[TRAVAIL À FAIRE]
Répondez à ces questions sur l'extrait consacré au discours de Dakar :
1. Dans quel établissement Nicolas Sarkozy a-t-il prononcé son discours ?
2. Quelle section de la LDH a relayé les réactions ?
3. Quelle fonction occupe Ibrahima Thioub ?

A propos du “Discours de Dakar” de Nicolas Sarkozy
Le discours de Nicolas Sarkozy prononcé à l’Université de Dakar a provoqué un tollé chez les intellectuels africains. Le site de la LDH (section de Toulon) s’en est fait largement l’écho. Deux textes y soulèvent les principaux objets d’indignation face aux propos qui épousent sans complexe la vision « frivole et exotique » de l’Afrique (Mbembe), au mépris de toutes les recherches scientifiques africaines, françaises ou conjointes : « L’Afrique de Nicolas Sarkozy » par Achille Mbembe, Professeur d’histoire et de science politique au Wits Institute for Social and Economic Research à Johannesburg ; « lettre à Nicolas Sarkozy » par Ibrahima Thioub, professeur d’histoire à l’Université de Dakar. Le CVUH ne peut que s’associer à cette légitime dénonciation. Catherine Coquery-Vidrovitch2 a d’ailleurs déjà ouvertement soutenu ses collègues africains, s’indignant de cette méconnaissance partagée de l’histoire africaine, jusqu’au milieu journalistique.

[DONNÉES EXTRAITES]
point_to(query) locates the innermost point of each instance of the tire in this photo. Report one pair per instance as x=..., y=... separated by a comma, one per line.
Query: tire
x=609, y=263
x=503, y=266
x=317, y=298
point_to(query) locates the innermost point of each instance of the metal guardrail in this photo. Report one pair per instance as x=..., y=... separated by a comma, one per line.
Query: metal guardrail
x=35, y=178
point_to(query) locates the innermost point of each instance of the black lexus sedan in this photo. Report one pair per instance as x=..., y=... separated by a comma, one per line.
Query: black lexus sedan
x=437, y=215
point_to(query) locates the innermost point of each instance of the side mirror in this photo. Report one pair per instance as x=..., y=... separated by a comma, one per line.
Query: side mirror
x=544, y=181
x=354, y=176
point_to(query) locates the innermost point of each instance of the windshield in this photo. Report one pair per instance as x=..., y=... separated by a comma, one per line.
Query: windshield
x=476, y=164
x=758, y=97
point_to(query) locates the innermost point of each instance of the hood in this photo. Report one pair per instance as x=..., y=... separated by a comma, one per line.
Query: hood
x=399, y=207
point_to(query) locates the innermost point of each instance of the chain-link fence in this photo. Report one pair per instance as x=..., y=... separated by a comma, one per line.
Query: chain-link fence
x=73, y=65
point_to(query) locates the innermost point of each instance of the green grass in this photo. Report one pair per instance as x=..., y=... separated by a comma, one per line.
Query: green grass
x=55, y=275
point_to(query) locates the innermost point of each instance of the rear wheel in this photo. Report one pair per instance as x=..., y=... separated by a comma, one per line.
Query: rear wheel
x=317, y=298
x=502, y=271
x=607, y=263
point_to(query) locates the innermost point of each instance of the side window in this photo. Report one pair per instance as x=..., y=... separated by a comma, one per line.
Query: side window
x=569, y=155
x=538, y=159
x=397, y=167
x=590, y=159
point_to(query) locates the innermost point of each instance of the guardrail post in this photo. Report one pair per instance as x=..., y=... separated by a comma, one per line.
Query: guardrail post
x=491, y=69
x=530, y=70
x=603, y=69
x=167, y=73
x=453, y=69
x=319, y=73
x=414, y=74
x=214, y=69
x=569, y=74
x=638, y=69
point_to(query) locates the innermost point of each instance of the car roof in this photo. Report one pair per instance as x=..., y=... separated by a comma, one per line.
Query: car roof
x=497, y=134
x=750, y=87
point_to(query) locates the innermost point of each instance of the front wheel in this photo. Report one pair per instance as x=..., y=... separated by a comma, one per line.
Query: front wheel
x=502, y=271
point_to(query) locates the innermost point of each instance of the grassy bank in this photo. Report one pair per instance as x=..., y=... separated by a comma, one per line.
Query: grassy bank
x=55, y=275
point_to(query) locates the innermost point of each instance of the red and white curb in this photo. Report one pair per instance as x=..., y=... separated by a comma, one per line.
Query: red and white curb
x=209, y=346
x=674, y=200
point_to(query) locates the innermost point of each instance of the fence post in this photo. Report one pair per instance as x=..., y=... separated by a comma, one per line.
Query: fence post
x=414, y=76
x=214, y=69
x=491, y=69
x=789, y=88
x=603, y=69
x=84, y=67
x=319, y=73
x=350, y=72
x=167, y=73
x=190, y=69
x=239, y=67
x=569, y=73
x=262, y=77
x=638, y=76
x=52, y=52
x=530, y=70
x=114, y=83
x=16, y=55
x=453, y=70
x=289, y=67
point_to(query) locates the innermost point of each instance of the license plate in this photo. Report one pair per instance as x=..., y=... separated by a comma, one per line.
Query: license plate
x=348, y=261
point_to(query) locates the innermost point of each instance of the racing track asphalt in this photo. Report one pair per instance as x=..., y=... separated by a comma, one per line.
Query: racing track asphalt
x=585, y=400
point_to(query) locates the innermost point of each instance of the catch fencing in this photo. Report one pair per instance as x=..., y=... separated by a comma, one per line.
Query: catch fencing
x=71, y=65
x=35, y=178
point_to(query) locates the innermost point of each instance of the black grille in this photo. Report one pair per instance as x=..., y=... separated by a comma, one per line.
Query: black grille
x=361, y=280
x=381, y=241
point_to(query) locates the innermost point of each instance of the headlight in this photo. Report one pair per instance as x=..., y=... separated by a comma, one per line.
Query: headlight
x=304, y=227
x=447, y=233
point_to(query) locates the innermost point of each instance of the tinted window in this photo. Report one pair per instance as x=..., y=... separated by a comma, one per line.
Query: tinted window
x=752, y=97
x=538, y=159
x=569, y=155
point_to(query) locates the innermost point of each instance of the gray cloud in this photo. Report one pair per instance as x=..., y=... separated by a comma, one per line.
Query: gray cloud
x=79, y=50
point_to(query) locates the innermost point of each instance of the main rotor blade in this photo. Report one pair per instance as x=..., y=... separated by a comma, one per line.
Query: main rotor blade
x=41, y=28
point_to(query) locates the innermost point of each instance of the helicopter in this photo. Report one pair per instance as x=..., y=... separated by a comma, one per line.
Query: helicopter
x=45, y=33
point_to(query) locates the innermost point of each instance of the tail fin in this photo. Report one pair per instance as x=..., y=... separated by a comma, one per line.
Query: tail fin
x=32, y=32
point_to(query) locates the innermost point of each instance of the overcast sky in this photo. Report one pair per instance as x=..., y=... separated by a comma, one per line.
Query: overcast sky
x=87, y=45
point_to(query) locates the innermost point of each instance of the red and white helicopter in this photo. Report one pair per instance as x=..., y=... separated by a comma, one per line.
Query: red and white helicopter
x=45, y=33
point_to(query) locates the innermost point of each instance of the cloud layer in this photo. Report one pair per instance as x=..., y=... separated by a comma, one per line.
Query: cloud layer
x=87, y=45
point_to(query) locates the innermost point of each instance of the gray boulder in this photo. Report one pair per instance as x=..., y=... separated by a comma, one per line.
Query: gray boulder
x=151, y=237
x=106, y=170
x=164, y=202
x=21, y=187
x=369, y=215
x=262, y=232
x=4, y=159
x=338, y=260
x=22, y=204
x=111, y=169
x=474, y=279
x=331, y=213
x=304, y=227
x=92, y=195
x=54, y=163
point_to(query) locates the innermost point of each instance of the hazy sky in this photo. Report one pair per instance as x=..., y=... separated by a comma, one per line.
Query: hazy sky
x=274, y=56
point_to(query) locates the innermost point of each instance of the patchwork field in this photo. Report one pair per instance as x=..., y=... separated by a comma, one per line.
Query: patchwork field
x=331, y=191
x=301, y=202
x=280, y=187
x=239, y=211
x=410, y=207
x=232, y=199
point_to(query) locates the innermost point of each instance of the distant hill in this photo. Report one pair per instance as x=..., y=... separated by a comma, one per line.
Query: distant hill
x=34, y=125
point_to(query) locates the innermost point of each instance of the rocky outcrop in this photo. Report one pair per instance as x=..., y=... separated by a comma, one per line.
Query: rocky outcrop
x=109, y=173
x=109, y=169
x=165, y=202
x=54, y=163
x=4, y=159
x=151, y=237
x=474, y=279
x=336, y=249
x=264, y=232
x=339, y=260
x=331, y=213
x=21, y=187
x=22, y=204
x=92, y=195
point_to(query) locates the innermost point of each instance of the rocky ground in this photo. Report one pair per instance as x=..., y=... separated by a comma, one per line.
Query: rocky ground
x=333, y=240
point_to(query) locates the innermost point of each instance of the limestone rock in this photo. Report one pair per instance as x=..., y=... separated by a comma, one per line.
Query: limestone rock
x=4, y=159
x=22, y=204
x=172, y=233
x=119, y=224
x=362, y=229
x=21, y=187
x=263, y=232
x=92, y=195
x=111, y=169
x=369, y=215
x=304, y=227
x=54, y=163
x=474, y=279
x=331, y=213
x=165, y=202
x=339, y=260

* * *

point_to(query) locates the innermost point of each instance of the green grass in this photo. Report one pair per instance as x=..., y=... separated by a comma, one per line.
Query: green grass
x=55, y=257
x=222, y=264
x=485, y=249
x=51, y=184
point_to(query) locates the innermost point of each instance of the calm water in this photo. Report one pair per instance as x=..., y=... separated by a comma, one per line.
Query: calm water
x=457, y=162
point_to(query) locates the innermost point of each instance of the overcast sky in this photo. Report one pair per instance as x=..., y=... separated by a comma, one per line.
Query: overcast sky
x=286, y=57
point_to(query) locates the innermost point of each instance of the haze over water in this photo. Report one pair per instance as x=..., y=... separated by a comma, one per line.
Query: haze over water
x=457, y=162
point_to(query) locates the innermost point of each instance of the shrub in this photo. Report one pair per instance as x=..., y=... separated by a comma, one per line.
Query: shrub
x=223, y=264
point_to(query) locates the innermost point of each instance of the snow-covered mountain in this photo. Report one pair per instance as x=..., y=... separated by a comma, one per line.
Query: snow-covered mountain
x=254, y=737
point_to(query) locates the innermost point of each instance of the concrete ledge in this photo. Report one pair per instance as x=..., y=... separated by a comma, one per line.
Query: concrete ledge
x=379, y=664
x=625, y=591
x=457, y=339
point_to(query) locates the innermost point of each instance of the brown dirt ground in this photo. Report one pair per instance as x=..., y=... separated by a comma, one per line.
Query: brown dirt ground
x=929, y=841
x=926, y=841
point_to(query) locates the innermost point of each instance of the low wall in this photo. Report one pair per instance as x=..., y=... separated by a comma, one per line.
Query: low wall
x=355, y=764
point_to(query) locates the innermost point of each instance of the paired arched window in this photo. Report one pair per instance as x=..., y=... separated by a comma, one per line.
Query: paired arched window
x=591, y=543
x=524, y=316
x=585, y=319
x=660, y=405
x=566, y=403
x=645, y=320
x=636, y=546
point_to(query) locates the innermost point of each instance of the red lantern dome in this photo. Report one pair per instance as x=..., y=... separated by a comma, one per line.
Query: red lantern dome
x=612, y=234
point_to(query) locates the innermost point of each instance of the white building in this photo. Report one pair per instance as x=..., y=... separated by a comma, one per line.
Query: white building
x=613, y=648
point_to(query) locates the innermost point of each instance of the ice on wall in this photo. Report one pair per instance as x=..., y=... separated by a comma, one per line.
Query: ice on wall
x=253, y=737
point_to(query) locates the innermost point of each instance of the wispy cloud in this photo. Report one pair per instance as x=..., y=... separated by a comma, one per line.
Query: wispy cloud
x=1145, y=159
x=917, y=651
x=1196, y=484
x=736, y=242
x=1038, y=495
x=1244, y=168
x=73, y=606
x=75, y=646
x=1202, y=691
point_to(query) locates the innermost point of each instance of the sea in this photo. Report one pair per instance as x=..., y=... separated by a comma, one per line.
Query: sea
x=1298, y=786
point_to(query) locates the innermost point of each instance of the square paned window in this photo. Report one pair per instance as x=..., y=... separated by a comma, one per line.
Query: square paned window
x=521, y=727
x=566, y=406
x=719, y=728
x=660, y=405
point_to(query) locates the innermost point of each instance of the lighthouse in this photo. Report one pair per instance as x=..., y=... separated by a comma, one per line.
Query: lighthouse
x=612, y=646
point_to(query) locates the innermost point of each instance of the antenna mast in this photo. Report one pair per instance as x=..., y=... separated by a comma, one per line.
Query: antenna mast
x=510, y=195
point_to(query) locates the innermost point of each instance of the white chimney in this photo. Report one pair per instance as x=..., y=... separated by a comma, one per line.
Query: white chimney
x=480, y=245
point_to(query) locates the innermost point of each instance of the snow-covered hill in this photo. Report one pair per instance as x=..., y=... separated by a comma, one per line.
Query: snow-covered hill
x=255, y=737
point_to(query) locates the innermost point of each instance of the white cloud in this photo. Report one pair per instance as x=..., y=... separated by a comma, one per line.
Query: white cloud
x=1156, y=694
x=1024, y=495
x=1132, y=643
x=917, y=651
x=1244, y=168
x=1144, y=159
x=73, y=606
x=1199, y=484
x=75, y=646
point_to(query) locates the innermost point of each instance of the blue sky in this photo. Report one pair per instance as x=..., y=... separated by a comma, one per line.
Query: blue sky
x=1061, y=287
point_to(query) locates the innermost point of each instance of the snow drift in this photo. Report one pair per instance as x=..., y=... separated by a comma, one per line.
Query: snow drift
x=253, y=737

[RÉPONSE ATTENDUE]
1. À l'Université de Dakar.
2. La section de Toulon.
3. Il est professeur d'histoire à l'Université de Dakar.